== REQUIRED TASKS ==
(1) Answer these questions using the article on fast radio bursts:
(a) How many eruptions from FRB 121102 did FAST detect in 2019?
(b) What frequency did Li's group find to be the threshold for polarization?
(c) In what year did the Green Bank Telescope detect nearly 100% polarization from FRB 121102?
(2) In the article on fast radio bursts, start at the words "A correlation between" and stop after "in binary systems.". Write that stretch out again, swapping "magnetars" for "pulsars".
(3) Carry on the article on fast radio bursts, beginning right after its final paragraph.

== PASSAGE ==

::::::::

A correlation between the observed frequencies and polarizations of the energetic radio pulses suggests the bursts originate in active regions such as magnetars in binary systems. 

The Five-Hundred-Meter Aperture Spherical Radio Telescope in southwestern China is the largest single-dish radio telescope in the world. Credit: Yongkun Zhang 

Fast radio bursts, or FRBs, are very short, extremely bright extragalactic radio flashes that light up the sky thousands of times a day. The bursts peak at frequencies between 400 MHz and 8 GHz, and they sometimes but not always repeat.

Since the first FRB signal was unearthed from archived observation data 15 years ago, scientists have tried to determine their origin. Thanks to highly sensitive radio telescopes on Earth, several candidate sources have emerged. For example, astronomers determined in 2017 that the well-studied repeating FRB 121102 dwells in a bright star-forming region inside a dwarf galaxy 3 billion light-years away. And two years ago researchers traced FRB 200428 to a distant magnetar, a neutron star with an ultrastrong magnetic field (see Physics Today, January 2021, page 15).

In a paper published in the 18 March Science, researchers analyzed the polarization of active FRBs and offered the first systematic description of the environments in which they reside. The results indicate that the bursts likely originate in young or complex environments such as supernova remnants.

"This paper confirms that FRBs only occur in special places in the universe,” says Ue-Li Pen of the Academia Sinica Institute of Astronomy and Astrophysics in Taiwan, who was not involved with the research. “It’s an important step toward better understanding the immediate environments of those mysterious bursts.”

Rotating polarization

An FRB typically lasts for a few milliseconds but releases about as much energy as the Sun does in a year. The raw energy of the outbursts has led astronomers to suspect that extremely powerful magnetic fields, like those of a neutron star, are required to produce them. If that is the case, then the magnetic fields should also strongly polarize the outgoing burst of radio waves. Indeed, in 2018 the Green Bank Telescope in West Virginia detected nearly 100% polarization from FRB 121102.

But in 2019, when the Five-Hundred-Meter Aperture Spherical Radio Telescope (FAST) detected 1652 eruptions from FRB 121102, no polarization was observed. “It struck us as a big surprise, since other telescopes had seen high polarization from the same source, and FAST has unparalleled sensitivity,” says paper coauthor Di Li of the National Astronomical Observatories of China in Beijing. He is the chief scientist of FAST, the world’s largest single-dish radio telescope, which sits in a natural depression in southwestern China.

Li and colleagues wondered whether their surprising finding would apply to other bursts. So they compiled the polarization measurements of 21 repeating FRBs, which account for about 90% of all the known repeating bursts, for a systematic examination. They discovered that polarization increases and decreases with the observed frequency of the bursts. At low frequencies, the bursts can be completely unpolarized. “We found 2 GHz to be the threshold,” Li says. That would explain why FAST failed to detect polarization: It probed FRB 121102 at 1–1.5 GHz, whereas the Green Bank Telescope’s polarization finding came at frequencies of 3 GHz and above.

::::::::

== Rows from a dataset ==
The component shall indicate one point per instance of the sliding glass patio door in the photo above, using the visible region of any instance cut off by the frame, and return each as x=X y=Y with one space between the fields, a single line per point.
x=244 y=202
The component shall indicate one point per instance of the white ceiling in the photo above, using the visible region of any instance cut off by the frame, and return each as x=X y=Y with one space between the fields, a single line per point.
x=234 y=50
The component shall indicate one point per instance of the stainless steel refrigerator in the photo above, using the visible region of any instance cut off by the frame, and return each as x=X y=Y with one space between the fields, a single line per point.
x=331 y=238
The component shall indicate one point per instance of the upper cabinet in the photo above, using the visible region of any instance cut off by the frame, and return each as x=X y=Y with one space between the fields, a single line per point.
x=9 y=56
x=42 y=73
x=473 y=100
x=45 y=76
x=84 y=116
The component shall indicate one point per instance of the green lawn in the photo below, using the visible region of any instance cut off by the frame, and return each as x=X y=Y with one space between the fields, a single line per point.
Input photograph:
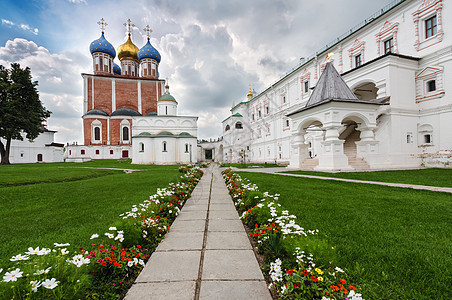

::::::::

== RESPONSE LIST ==
(1)
(a) 1652
(b) 2 GHz
(c) 2018

(2)
A correlation between the observed frequencies and polarizations of the energetic radio pulses suggests the bursts originate in active regions such as pulsars in binary systems.

(3)
To explain why the polarization of FRBs drops quickly at lower frequencies, the team proposed a picture in which the immediate environment—rather than the source itself—plays a central role. Although the bursts are likely produced at their source fully polarized, they travel through the nearby gas or plasma on slightly different paths on the way to telescopes on Earth. In the process, the waves encounter different electron densities and magnetic field strengths in front of or around them, which leads to slightly different Faraday rotations of their polarization angles. The magnitude of the rotation is greater at lower frequencies than at higher ones. By the time the lower-frequency waves are picked up by a telescope’s receiver, they no longer show the initial polarization and appear depolarized. “Averaging over multiple paths, the polarization in lower frequencies is more smeared than in higher frequencies,” says paper coauthor Bing Zhang of the University of Nevada, Las Vegas.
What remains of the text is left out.